#### [EXCERPTED TEXT]

┌──

This name helps you identify this specific training instance in the future. Use a name that reflects the specific data for training. - Click Attach a file to open a file browser and then select the ZIP file from your local system.
A zip file must contain a script that performs the training with any necessary data files, configuration files, or dependencies. If you have a trained model externally, you can package the saved model files, such as weights, architecture, and so on, into a ZIP file containing a script that performs the training with any necessary data files, configuration files, or dependencies. The ZIP file must not exceed 100.00 MB. - Click Train.
The system uploads the ZIP file and initiates the training process or deployment of the pre-trained model.
You can see the model in the list on the Train & deploy tab. Monitor the training progress in the Training status column.

└──

#### [DATA SHOWN]
┌──

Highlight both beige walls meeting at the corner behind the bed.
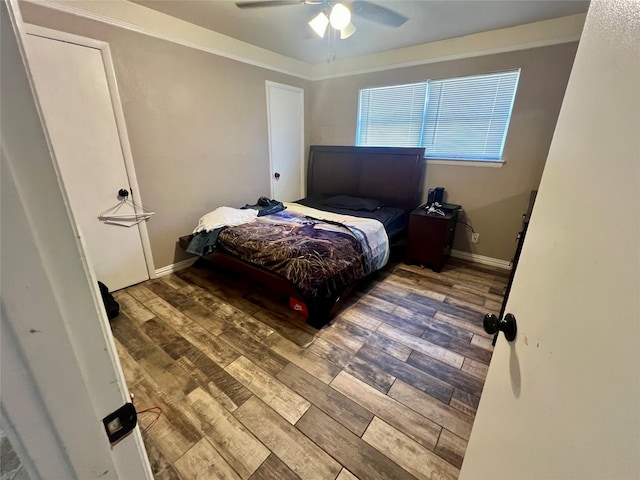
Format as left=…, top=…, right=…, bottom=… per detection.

└──

#### [WHAT THE TASK ASKS]
Copy out the passage from the ZIP-upload excerpt above, between "This name helps" and "- Click Train.", inclusive.

#### [WRITTEN ANSWER]
This name helps you identify this specific training instance in the future. Use a name that reflects the specific data for training. - Click Attach a file to open a file browser and then select the ZIP file from your local system.
A zip file must contain a script that performs the training with any necessary data files, configuration files, or dependencies. If you have a trained model externally, you can package the saved model files, such as weights, architecture, and so on, into a ZIP file containing a script that performs the training with any necessary data files, configuration files, or dependencies. The ZIP file must not exceed 100.00 MB. - Click Train.